What you will do:
The records should be written out in full, with nothing altered.

(Data listing)
——

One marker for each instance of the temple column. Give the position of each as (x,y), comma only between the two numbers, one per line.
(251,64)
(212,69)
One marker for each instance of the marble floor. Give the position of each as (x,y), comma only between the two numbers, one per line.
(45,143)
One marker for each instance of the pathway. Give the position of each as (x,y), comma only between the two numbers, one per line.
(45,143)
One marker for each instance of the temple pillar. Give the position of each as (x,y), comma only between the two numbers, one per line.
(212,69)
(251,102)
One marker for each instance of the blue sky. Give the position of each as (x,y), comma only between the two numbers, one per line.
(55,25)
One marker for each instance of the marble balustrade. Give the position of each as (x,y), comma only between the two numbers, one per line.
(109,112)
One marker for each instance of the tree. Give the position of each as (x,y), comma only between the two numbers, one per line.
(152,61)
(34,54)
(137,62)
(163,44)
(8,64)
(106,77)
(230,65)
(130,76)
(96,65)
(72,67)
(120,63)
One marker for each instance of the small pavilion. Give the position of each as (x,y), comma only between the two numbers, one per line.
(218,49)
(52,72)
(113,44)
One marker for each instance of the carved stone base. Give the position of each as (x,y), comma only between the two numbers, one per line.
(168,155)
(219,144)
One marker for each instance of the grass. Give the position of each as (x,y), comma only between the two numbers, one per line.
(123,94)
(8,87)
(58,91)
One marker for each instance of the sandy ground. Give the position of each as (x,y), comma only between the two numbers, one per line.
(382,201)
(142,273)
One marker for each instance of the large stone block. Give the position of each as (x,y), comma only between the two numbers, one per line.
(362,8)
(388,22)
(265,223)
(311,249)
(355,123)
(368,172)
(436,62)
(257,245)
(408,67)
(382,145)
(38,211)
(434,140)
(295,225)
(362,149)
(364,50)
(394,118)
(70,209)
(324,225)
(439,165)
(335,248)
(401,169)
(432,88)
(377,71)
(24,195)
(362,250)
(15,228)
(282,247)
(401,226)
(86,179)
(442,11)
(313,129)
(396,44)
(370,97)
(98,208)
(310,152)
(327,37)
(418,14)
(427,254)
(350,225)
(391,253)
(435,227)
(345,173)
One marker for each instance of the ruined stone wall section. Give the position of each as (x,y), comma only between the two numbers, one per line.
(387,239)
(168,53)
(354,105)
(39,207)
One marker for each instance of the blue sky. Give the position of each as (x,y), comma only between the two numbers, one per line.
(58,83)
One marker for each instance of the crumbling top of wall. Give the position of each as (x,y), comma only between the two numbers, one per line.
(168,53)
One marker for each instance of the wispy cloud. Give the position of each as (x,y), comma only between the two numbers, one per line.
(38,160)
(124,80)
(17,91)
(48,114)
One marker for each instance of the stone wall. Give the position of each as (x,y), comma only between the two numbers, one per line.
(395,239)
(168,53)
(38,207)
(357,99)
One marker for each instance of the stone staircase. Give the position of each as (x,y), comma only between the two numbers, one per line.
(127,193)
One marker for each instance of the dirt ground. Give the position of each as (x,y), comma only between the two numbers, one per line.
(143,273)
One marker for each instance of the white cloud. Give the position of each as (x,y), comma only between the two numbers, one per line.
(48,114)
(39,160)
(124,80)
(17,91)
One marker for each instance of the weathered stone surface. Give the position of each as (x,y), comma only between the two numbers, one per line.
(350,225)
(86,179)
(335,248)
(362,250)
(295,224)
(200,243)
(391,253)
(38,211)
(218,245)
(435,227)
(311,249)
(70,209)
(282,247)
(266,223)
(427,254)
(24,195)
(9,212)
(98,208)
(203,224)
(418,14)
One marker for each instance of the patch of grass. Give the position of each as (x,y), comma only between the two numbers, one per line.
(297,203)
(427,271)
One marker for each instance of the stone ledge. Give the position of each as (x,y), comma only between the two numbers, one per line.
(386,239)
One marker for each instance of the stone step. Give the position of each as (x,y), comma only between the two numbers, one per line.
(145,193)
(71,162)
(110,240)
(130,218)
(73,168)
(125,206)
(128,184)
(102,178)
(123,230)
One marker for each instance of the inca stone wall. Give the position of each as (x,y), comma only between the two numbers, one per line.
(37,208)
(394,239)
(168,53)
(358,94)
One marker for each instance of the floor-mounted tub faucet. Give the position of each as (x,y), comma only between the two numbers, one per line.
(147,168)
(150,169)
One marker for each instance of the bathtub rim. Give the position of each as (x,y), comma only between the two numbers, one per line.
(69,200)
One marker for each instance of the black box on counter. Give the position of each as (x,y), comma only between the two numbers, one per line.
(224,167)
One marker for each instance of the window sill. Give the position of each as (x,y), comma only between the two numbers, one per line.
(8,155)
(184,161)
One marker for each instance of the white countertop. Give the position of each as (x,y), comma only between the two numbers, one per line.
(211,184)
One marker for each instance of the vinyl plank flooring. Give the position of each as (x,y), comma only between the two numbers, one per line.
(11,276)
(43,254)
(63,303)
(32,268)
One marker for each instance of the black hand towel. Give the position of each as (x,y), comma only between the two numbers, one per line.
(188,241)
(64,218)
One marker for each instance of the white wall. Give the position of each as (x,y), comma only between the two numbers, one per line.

——

The response:
One marker for each instance of the temple column. Give the position of each as (x,y), comma only between the two numbers, one per line.
(251,64)
(212,69)
One marker for each instance of the marble floor. Give the position of each as (x,y), comma only between the two numbers, one per line.
(45,143)
One marker for each instance of the pathway. Give the position of each as (x,y), comma only between the two numbers, one per line.
(45,143)
One marker for each instance of the temple pillar. Give the position of each as (x,y), comma only between the two numbers, one per line.
(212,69)
(251,102)
One marker for each instance of the blue sky. Give the position of each as (x,y), comma only between the two numbers, one per line.
(55,25)
One marker for each instance of the marble balustrade. Give the position of each as (x,y), comma only between the two numbers, one per line.
(109,112)
One marker for each instance of the tree. Give the position of each as (x,y), comma only between the two numbers, one per line.
(152,61)
(34,54)
(137,62)
(163,44)
(8,64)
(106,77)
(230,65)
(130,76)
(96,65)
(72,67)
(120,63)
One marker for each instance of the small pavilion. Give the position of each as (x,y), comma only between the two numbers, one per line.
(218,49)
(52,72)
(113,44)
One marker for each instance of the carved stone base. Give the position of each as (x,y), comma only between the two numbers, one per line.
(168,155)
(219,144)
One marker for each instance of the grass. Give the position of each as (x,y), comma only between the two numbers, one per line.
(123,94)
(8,87)
(58,91)
One marker for each instance of the sandy ground. Give the position of each as (x,y), comma only between the two numbers, one per line.
(382,201)
(142,273)
One marker for each instance of the large stone block. Give the position of each as (x,y), comma only between the two numbers, one per line.
(362,8)
(388,22)
(265,223)
(311,249)
(355,123)
(368,172)
(436,62)
(257,245)
(408,67)
(382,145)
(38,211)
(434,140)
(295,225)
(362,149)
(364,50)
(394,118)
(70,209)
(324,225)
(439,165)
(335,248)
(401,169)
(432,88)
(377,71)
(24,195)
(362,250)
(15,228)
(282,247)
(401,226)
(86,179)
(442,11)
(313,129)
(396,44)
(370,97)
(98,208)
(310,152)
(327,37)
(418,14)
(427,254)
(350,225)
(391,253)
(435,227)
(345,173)
One marker for each instance of the ruined stone wall section. Give the position of each as (x,y), comma only between the two numbers, one per line.
(387,239)
(168,53)
(354,105)
(39,207)
One marker for each instance of the blue sky. Give the position of each as (x,y), comma only between the two numbers, one per line.
(58,83)
One marker for each instance of the crumbling top of wall. Give the position of each as (x,y), comma only between the two numbers, one per line.
(168,53)
One marker for each instance of the wispy cloud. Give the position of each as (x,y), comma only between the two numbers, one per line.
(38,160)
(124,80)
(17,91)
(48,114)
One marker for each instance of the stone wall. Give the position of each as (x,y), comma only between the two numbers, one per line.
(395,239)
(168,53)
(38,207)
(357,99)
One marker for each instance of the stone staircase. Give the position of each as (x,y), comma only between the two numbers, one per line.
(127,193)
One marker for each instance of the dirt ground. Give the position of each as (x,y), comma only between the two numbers, one per line.
(143,273)
One marker for each instance of the white cloud. Give the position of each as (x,y), comma only between the two numbers, one per line.
(48,114)
(39,160)
(124,80)
(17,91)
One marker for each instance of the weathered stone surface. Give the position of each as (x,y), comma only between the two numbers, one per line.
(350,225)
(86,179)
(335,248)
(362,250)
(295,224)
(200,243)
(391,253)
(38,211)
(218,245)
(435,227)
(311,249)
(70,209)
(282,247)
(266,223)
(427,254)
(24,195)
(9,212)
(98,208)
(203,224)
(418,14)
One marker for each instance of the patch of grass. Give the position of each as (x,y), comma only between the two numbers, one per line.
(297,203)
(427,271)
One marker for each instance of the stone ledge. Give the position of each as (x,y), comma only between the two numbers, one per line.
(386,239)
One marker for each instance of the stone step. Give the position of each as (x,y), comma only between the two numbers, one per line.
(145,193)
(71,162)
(110,240)
(130,218)
(73,168)
(125,206)
(128,184)
(102,178)
(123,230)
One marker for each instance of the inca stone wall. Give the position of each as (x,y), comma only between the two numbers, one per line.
(37,208)
(394,239)
(168,53)
(358,94)
One marker for each instance of the floor-mounted tub faucet. Give the position of each as (x,y), comma only between the two numbers, one per line.
(147,168)
(150,169)
One marker for each instance of the bathtub rim. Give the position of each as (x,y), comma only between the two numbers, one per line.
(69,200)
One marker for each instance of the black box on counter. Give the position of each as (x,y), comma only between the two numbers, one per line.
(224,167)
One marker for each instance of the window sill. Give the position of each as (x,y), comma only between the two numbers, one per line.
(8,155)
(184,161)
One marker for each instance of the white countertop. Give the position of each as (x,y), comma only between the two numbers, one per line.
(211,184)
One marker for each instance of the vinyl plank flooring. Give the position of each as (x,y), comma only between the two numbers, one per line.
(11,276)
(43,254)
(63,303)
(32,268)
One marker for each instance of the black hand towel. Give the position of each as (x,y), comma only between the two numbers, one per line.
(188,241)
(64,218)
One marker for each instance of the white wall. Give the position of each as (x,y), comma only between the two numbers, one per line.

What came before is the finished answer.